• [WHAT TO PRODUCE]: Copy the entries verbatim, starting at the line containing "segment the woman's hand" and ending after the line containing "M 228 597 L".

• [INPUT MATERIAL]:
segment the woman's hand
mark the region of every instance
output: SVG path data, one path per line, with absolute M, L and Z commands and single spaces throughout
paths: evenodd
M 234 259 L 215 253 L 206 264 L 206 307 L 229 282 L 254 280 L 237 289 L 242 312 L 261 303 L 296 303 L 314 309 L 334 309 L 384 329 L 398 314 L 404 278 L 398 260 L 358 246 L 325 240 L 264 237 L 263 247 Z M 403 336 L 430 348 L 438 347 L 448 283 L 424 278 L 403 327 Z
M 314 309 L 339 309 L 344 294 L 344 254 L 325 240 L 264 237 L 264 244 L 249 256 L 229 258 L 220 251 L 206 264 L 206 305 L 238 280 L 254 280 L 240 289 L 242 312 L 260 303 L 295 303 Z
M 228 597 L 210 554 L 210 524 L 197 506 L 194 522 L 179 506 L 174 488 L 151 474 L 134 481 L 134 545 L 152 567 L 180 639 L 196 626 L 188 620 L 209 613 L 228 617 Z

* * *

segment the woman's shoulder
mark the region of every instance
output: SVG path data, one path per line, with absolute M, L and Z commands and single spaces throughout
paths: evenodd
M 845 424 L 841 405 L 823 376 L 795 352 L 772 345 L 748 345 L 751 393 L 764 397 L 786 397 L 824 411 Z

--

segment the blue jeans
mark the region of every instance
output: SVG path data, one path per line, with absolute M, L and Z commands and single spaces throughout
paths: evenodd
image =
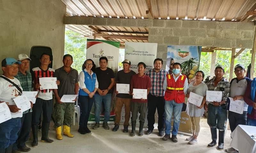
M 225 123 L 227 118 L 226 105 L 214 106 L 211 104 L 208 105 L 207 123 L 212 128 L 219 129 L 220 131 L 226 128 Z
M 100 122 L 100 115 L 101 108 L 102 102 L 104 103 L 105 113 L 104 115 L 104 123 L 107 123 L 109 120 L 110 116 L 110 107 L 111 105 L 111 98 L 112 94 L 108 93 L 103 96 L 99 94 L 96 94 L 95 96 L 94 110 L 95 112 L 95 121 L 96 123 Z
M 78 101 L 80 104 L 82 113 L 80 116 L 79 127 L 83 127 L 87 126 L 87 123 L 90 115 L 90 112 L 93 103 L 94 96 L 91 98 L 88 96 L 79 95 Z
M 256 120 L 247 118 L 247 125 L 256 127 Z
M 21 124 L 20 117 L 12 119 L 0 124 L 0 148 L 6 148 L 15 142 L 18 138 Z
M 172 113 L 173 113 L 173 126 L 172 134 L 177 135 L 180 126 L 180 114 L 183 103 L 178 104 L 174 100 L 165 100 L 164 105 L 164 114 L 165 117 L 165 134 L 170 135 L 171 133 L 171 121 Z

• [RESPONSE]:
segment the woman's hand
mark the region of every instance
output: SVG path data, one path per line, with absolute M, L and Z commands and single spaces throughout
paths: evenodd
M 234 259 L 215 253 L 206 264 L 206 307 L 229 282 L 254 280 L 237 289 L 242 312 L 261 303 L 296 303 L 314 309 L 334 309 L 384 329 L 398 314 L 404 278 L 398 260 L 358 246 L 325 240 L 264 237 L 263 247 Z M 403 336 L 430 348 L 438 347 L 448 283 L 424 278 L 403 327 Z
M 314 309 L 339 309 L 344 294 L 344 254 L 325 240 L 264 237 L 264 244 L 249 256 L 229 258 L 220 251 L 206 264 L 206 305 L 238 280 L 254 280 L 240 289 L 242 312 L 260 303 L 295 303 Z
M 228 597 L 210 554 L 210 524 L 197 506 L 194 522 L 179 506 L 174 488 L 151 474 L 134 481 L 134 545 L 152 567 L 180 639 L 196 626 L 188 620 L 209 613 L 228 617 Z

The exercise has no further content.